» Extract provided:
******

By Tim Hepher
PARIS (Reuters) – The head of Europe’s Airbus urged suppliers to prepare industrially and financially for steep increases in jet output floated earlier on Thursday, and said the industry was returning towards pre-crisis trends for its most popular airplanes.
Airbus sees demand for single-aisle medium-haul jets like the A320neo as fundamentally strong, gradually resuming a trajectory seen before COVID-19 triggered production cuts.
“It is just there. The pent-up demand is very strong for those flights,” Chief Executive Guillaume Faury told Reuters in an interview
“That is why we are sharing (production scenarios) with them and we are asking them to be prepared, and they have the means to do that. There is a lot of liquidity in the market.”
Faury’s comments came as Airbus firmed up plans for increased output in 2021 and issued a mix of firm targets and provisional scenarios that could almost double single-aisle output by 2025, sending its shares sharply higher.
Investors hailed a bounce-back for an industry battered by the pandemic, but several suppliers have talked of a standoff with Airbus about who should pay for investments needed to get single-aisle output back to pre-crisis levels and beyond.
Faury said the unusually detailed output plan would reassure suppliers that everyone was sharing the same burden.
“The aim is to give the supply chain a clear understanding…and make sure that they have no doubt that what we are asking them to prepare is consistent with what we are asking other suppliers to prepare,” he said.
“I think we should not overestimate our level of confidence, but we should also not underestimate the fact that after the crisis it is no longer a crisis,” he said.
Analysts say tough negotiations over the balance between upfront machinery investments and the promise of profits from future high volumes is common. But the discussion has intensified after the crisis hit finances of many suppliers.
“It’s technically correct to say that there is a lot of liquidity in the capital markets,” but that is not available to companies with high debt, responded a senior industry source.
“The banks look at the equity of the small suppliers and walk away,” he added.
Faury noted that aircraft production had already achieved the rates being targeted in the short term.

******

» Data provided:
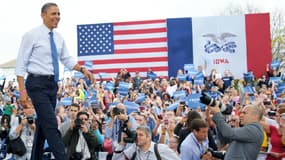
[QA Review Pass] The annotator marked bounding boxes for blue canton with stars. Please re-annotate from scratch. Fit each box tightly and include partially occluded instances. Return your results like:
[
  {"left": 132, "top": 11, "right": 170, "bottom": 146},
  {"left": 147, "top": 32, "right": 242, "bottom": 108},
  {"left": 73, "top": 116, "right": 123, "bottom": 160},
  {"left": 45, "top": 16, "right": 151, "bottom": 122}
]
[{"left": 77, "top": 23, "right": 114, "bottom": 56}]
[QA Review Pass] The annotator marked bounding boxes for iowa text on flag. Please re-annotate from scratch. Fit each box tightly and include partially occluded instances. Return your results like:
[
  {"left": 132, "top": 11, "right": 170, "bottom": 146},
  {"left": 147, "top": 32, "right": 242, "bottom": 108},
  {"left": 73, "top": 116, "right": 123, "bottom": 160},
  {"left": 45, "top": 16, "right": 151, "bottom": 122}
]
[{"left": 77, "top": 13, "right": 272, "bottom": 78}]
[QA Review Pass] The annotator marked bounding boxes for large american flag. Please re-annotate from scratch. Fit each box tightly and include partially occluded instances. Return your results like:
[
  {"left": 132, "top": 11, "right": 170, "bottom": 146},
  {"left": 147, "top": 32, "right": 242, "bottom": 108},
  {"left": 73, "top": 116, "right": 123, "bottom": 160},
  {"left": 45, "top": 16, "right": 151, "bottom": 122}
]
[
  {"left": 77, "top": 20, "right": 168, "bottom": 79},
  {"left": 77, "top": 14, "right": 272, "bottom": 79}
]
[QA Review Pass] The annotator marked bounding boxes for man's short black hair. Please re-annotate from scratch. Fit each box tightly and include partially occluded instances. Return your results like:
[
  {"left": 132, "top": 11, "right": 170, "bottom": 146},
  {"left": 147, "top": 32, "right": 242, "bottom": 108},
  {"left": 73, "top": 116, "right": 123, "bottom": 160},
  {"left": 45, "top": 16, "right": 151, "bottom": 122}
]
[
  {"left": 191, "top": 118, "right": 208, "bottom": 132},
  {"left": 41, "top": 3, "right": 57, "bottom": 13},
  {"left": 69, "top": 103, "right": 80, "bottom": 111},
  {"left": 76, "top": 111, "right": 89, "bottom": 119}
]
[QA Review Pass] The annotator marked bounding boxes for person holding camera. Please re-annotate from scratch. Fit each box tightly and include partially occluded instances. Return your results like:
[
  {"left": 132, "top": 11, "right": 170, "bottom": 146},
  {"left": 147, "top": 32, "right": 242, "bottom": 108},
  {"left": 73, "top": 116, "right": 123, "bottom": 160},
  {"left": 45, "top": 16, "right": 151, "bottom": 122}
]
[
  {"left": 63, "top": 111, "right": 98, "bottom": 160},
  {"left": 112, "top": 126, "right": 179, "bottom": 160},
  {"left": 105, "top": 103, "right": 137, "bottom": 148},
  {"left": 207, "top": 102, "right": 263, "bottom": 160},
  {"left": 180, "top": 118, "right": 212, "bottom": 160},
  {"left": 9, "top": 109, "right": 36, "bottom": 160},
  {"left": 59, "top": 103, "right": 80, "bottom": 137}
]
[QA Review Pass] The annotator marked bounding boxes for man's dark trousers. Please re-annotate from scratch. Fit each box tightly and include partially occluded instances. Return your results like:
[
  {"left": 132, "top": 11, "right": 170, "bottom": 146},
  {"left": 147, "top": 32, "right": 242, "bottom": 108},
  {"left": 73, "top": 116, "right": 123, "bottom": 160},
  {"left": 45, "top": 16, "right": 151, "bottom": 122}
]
[{"left": 26, "top": 74, "right": 67, "bottom": 160}]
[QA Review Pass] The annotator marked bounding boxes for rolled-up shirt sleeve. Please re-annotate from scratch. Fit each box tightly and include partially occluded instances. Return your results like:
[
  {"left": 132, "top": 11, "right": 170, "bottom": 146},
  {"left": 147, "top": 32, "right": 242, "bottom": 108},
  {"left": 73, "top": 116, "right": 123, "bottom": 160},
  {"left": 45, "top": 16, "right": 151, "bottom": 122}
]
[
  {"left": 60, "top": 41, "right": 77, "bottom": 70},
  {"left": 15, "top": 33, "right": 33, "bottom": 77}
]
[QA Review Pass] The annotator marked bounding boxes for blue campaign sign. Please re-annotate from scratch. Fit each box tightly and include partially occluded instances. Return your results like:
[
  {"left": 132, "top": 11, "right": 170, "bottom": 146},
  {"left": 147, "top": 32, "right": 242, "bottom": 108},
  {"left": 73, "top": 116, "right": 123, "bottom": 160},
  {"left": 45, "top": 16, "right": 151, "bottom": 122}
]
[
  {"left": 0, "top": 75, "right": 6, "bottom": 80},
  {"left": 243, "top": 72, "right": 253, "bottom": 82},
  {"left": 173, "top": 90, "right": 186, "bottom": 99},
  {"left": 60, "top": 97, "right": 72, "bottom": 106},
  {"left": 186, "top": 93, "right": 206, "bottom": 109},
  {"left": 13, "top": 91, "right": 20, "bottom": 99},
  {"left": 63, "top": 67, "right": 70, "bottom": 72},
  {"left": 146, "top": 72, "right": 157, "bottom": 80},
  {"left": 98, "top": 72, "right": 108, "bottom": 78},
  {"left": 276, "top": 83, "right": 285, "bottom": 95},
  {"left": 244, "top": 86, "right": 254, "bottom": 94},
  {"left": 194, "top": 77, "right": 204, "bottom": 85},
  {"left": 195, "top": 72, "right": 204, "bottom": 79},
  {"left": 84, "top": 61, "right": 93, "bottom": 69},
  {"left": 135, "top": 93, "right": 145, "bottom": 103},
  {"left": 165, "top": 102, "right": 179, "bottom": 111},
  {"left": 270, "top": 59, "right": 280, "bottom": 70},
  {"left": 74, "top": 72, "right": 84, "bottom": 78},
  {"left": 269, "top": 77, "right": 281, "bottom": 83},
  {"left": 187, "top": 68, "right": 198, "bottom": 77},
  {"left": 177, "top": 74, "right": 186, "bottom": 81},
  {"left": 184, "top": 64, "right": 195, "bottom": 71},
  {"left": 118, "top": 82, "right": 129, "bottom": 96},
  {"left": 123, "top": 101, "right": 139, "bottom": 114},
  {"left": 105, "top": 82, "right": 114, "bottom": 91}
]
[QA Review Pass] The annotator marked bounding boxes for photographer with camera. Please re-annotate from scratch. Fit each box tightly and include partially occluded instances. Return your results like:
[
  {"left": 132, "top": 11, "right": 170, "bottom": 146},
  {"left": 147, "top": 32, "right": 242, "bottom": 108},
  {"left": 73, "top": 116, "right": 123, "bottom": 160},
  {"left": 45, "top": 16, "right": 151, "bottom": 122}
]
[
  {"left": 207, "top": 101, "right": 263, "bottom": 160},
  {"left": 112, "top": 126, "right": 179, "bottom": 160},
  {"left": 63, "top": 111, "right": 98, "bottom": 160},
  {"left": 9, "top": 108, "right": 36, "bottom": 160},
  {"left": 59, "top": 103, "right": 80, "bottom": 137},
  {"left": 105, "top": 103, "right": 137, "bottom": 148}
]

******

» Exercises to complete:
- A) In the Reuters article on Airbus, what does the senior industry source say banks do after looking at the equity of small suppliers?
- B) Do the following statements agree with the Reuters article on Airbus? Answer yes or no for each, quoting the deciding words of the article.
(i) Guillaume Faury spoke to Reuters in an interview.
(ii) Airbus shares fell after the company issued its output plans.
(iii) The provisional scenarios could almost double single-aisle output by 2025.
- C) Carry on the Reuters article on Airbus with a few more paragraphs, starting after its final sentence.

» Expected results:
- A) They walk away.

- B)
(i) Yes: "Chief Executive Guillaume Faury told Reuters in an interview"
(ii) No: "sending its shares sharply higher"
(iii) Yes: "could almost double single-aisle output by 2025"

- C)
“It is not the same kind of (industrial) challenge as the one we had in 2018 and 2019, entering 2020. We need to be back to where we were already before,” he said, referring to past increases in production to reach record pre-crisis levels.
Many suppliers had also benefited from government support schemes during the crisis.
“To some extent we are back to normal business, normal relationships and what needs to be done to secure the right level of production,” he added.
Airbus has voiced concerns to suppliers about quality-control problems both before and during the crisis.
Faury urged suppliers to “take the right measures” to address this as it lays down increasing quality demands.
Boeing is flexing its supply chain too but not as quickly as Airbus as it deals with a stockpile of jets following the grounding of its 737 MAX, leaving Airbus in the lead.
Some analysts say Boeing also appears to be taking a more cautious view on future demand, though Faury said the trends in demand identified by Airbus were visible across the industry.
Still, he cautioned against reading too much into see-saw transatlantic rivalries until the market gets back to normal.
“I think we have to be careful with the way we interpret (delivery) market share in 2021 and 2022. I don’t believe it represents a stabilised balance of share in the market of the different products.”
Widely watched battles over the share of new orders would also have “very little meaning” before 2022 or 2023, he said.